The case was an appeal in relation to a case heard in the Woolwich Crown Court, part of which related to Prescribed Information in relation to tenancy deposits.  In the original case it was clear that a deposit of £950 had been paid to the landlord.  The landlord had been forced to let out the family home and the tenancy agreement made it clear that the deposit would be lodged with the custodial scheme (DPS).  The Court was advised that the deposit had indeed been lodged with the DPS.

However the tenant had not been served with the required Prescribed Information nor the Scheme leaflet. Just before the Deputy District Judge gave his judgment the landlord provided more information about the deposit in a document entitled the “Additional Information Document”.  The Deputy District Judge concluded that although the landlord had not complied fully with the precise requirements of the Prescribed Information Order the landlord had done enough to meet them in substance.

However the Court of Appeal took a different view.  Lawyers for the landlord sought to argue that the failure to provide the Prescribed Information and scheme leaflet were “essentially…procedural points” which had left the appellant in “no serious or disadvantaged position”.  The Court of Appeal noted that the landlord had been unrepresented in the original hearing and that it was “not a case of a wealthy landlord seeking to exploit an impecunious tenant”.  However Lord Justice Etherton concluded that the Deputy District Judge had “reached a conclusion in relation to the deposit which was outside a proper exercise of judicial judgement and evaluation”.

The Court of Appeal considered that the landlord had not done enough to meet the following requirements of the Prescribed Information Order:

  • setting out the procedures that apply under the Scheme by which an amount in respect of a deposit may be paid or repaid to a tenant at the end of the shorthold tenancy;
  • detailing the procedures that apply under the Scheme where either the landlord or the tenant is not contactable at the end of the tenancy;
    explaining the procedures that apply under the Scheme where the landlord and the tenant dispute the amount to be paid or repaid to the tenant in respect of the deposit;
  • describing the facilities available under the Scheme for enabling a dispute to be resolved without recourse to litigation.

▶ RECORD LIST
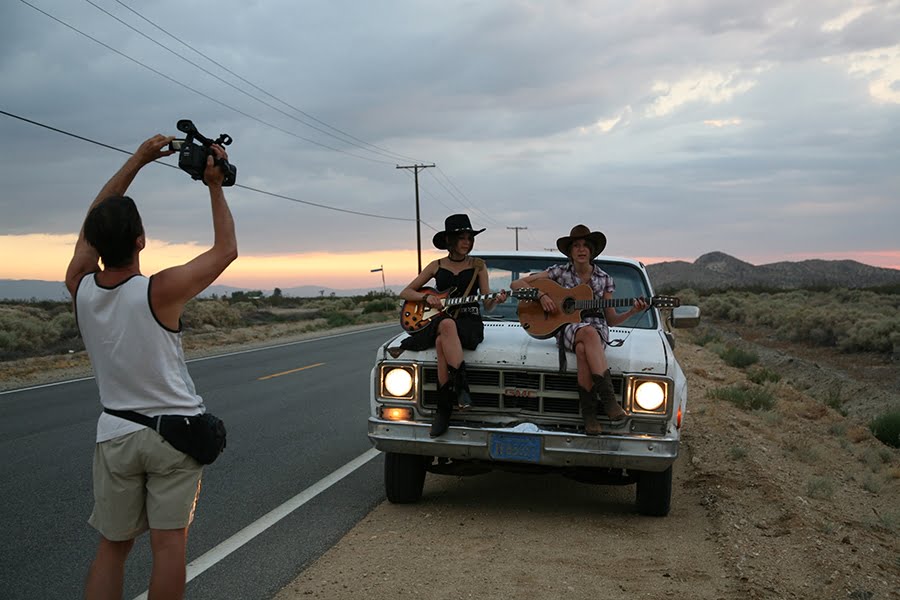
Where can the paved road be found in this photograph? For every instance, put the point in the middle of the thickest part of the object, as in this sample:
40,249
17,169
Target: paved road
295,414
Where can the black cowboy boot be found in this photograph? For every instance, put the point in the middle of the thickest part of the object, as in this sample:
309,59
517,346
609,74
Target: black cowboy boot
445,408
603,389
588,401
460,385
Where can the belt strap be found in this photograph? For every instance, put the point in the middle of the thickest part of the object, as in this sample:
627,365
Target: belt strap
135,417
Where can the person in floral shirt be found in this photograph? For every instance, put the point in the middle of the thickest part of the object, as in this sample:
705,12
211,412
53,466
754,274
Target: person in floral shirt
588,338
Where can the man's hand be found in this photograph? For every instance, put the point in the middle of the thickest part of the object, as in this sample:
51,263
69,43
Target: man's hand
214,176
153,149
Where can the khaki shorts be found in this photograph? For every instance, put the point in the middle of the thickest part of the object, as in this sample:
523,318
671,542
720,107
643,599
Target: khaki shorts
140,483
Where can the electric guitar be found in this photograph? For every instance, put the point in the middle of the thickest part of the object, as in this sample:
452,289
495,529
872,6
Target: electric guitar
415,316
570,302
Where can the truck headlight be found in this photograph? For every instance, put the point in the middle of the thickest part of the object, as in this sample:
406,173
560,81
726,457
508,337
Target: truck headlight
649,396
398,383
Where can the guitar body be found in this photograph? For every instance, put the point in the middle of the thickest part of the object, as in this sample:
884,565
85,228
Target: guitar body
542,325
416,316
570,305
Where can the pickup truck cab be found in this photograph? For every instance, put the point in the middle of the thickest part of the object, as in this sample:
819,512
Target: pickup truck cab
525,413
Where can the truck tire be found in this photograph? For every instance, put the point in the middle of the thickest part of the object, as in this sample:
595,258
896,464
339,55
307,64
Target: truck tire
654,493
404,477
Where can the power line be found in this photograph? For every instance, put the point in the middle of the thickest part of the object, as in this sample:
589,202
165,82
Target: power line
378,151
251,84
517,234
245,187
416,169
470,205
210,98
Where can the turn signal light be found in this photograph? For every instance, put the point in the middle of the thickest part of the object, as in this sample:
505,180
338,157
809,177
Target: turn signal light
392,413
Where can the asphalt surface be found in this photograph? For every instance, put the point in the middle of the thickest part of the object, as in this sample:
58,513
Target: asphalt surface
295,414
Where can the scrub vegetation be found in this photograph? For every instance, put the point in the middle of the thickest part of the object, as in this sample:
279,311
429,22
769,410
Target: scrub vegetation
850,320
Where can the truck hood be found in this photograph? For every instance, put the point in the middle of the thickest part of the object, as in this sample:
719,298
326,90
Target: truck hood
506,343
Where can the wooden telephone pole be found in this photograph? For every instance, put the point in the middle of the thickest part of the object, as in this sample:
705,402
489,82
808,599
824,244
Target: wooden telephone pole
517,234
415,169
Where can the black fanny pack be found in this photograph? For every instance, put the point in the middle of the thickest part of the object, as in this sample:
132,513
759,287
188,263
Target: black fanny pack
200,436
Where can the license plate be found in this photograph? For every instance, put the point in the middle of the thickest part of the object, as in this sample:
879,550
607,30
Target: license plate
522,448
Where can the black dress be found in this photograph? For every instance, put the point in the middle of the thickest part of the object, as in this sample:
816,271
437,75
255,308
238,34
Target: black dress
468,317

▶ EXERCISE INSTRUCTIONS
a – Rescale the records starting with the line that contains "Where can the black dress" and going on through the end of the records. Give those lines again, the request included, and multiply each answer coordinate by 1.6, rounding to whole numbers with halves going up and leaving the numbers in the request and its samples unchanged.
b – Carry the passage on the tenancy deposit appeal forward from its last sentence.
The passage on the tenancy deposit appeal and the records are separate material.

▶ TASK ANSWERS
a –
Where can the black dress be found in this photograph? For every instance, put the point in the middle of the thickest part of the object, as in this sample:
816,271
437,75
255,308
238,34
Target: black dress
749,507

b –
Although the tenancy agreement and the additional information which the landlord had provided did provide some information about the process to be adopted at the end of the tenancy, it did not meet the requirements of the Prescribed Information Order.  Even worse, the tenancy agreement and the additional information provided said that the deposit was being held by an agent in an insurance scheme when in fact it was taken by the landlord and transferred to the DPS custodial scheme.
The Court referred to the case of Ravenseft Properties Limited v Hall (2001) in which the Court found that substantial compliance with the legal requirements of a Notice ( in this case a s20 Notice) was based on fact and degree.  In the current case the Appeal Court found that the information provided to the tenant in respect of the deposit was not substantially compliant with the Prescribed Information Order.  Reference was also made to Suurpere v Nice (2011) where the Court said that “Parliament regards the landlord’s obligation to provide the prescribed information as being of equal importance to his duty to safeguard the tenant’s deposit”.

As a result the Court of Appeal allowed the tenant’s appeal and required the landlord to pay the deposit of £950 to the tenant and to pay an additional £2,850 to the tenant, being three times the deposit.

It is important to note that this case was based on the law applicable prior to the amendments made in the Localism Act 2011.  If this case had been heard under the present law then the penalty for non-compliance with the Order would have been to repay the deposit and a penalty of up to three times the deposit. 

So the key points here are to make sure that you:

  • serve the Prescribed Information to the tenant within 30 days of receiving the deposit;
  • provide all of the information in the Prescribed Information Order (TDS provides a template for members to do this effectively);
  • set out clearly in your tenancy agreement who is holding the deposit and where it is protected.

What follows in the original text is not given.